**TASK PROMPT**
Rewrite the section that opens with the line containing "In this exercise you will label the car shadow" and runs through the last line, both ends included, leaving the text as it is. Multiply every coordinate by 2.6 and round to whole numbers, with halves rounded up.

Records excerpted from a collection
┌──
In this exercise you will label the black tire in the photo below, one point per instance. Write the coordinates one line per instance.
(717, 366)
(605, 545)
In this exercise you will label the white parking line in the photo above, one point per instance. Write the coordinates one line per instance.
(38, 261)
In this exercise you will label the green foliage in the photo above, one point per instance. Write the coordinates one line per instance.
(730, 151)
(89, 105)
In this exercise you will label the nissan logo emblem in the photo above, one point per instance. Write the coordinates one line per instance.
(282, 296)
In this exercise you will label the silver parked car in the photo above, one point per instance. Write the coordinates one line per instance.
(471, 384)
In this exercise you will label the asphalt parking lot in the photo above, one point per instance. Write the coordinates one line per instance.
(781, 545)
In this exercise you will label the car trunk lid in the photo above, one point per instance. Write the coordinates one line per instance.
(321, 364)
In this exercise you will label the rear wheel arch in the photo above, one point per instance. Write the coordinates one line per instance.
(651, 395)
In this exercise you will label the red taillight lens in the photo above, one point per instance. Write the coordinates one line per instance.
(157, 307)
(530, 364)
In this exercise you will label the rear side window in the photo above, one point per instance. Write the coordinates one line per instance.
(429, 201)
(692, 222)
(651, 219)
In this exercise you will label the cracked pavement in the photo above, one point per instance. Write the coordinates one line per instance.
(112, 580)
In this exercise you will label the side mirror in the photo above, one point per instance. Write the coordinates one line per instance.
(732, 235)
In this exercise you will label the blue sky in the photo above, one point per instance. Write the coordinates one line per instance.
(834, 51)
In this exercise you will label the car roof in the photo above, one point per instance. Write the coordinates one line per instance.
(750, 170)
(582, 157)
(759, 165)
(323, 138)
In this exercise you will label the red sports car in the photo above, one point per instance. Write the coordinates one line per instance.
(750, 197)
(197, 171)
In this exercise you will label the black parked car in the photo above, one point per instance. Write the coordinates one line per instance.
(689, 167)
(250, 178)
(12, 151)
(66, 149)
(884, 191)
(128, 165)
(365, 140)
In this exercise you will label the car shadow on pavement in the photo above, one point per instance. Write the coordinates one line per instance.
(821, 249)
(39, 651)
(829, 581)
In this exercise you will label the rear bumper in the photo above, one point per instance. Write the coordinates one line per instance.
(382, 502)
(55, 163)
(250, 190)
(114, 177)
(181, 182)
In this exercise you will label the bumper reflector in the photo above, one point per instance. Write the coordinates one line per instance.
└──
**ANSWER TO THIS PROBLEM**
In this exercise you will label the car shadow on pavement in the photo above, one point per instance. Write the coordinates one line per instance.
(2135, 647)
(101, 1693)
(2155, 1511)
In this exercise you will label the rear bumper in the photo above, one point per instance. Write the coordinates one line per instance.
(993, 1305)
(143, 424)
(650, 494)
(296, 460)
(471, 473)
In this exercise you will label the bumper reflector in the photo above, one point per instance. Write the coordinates one line per instance.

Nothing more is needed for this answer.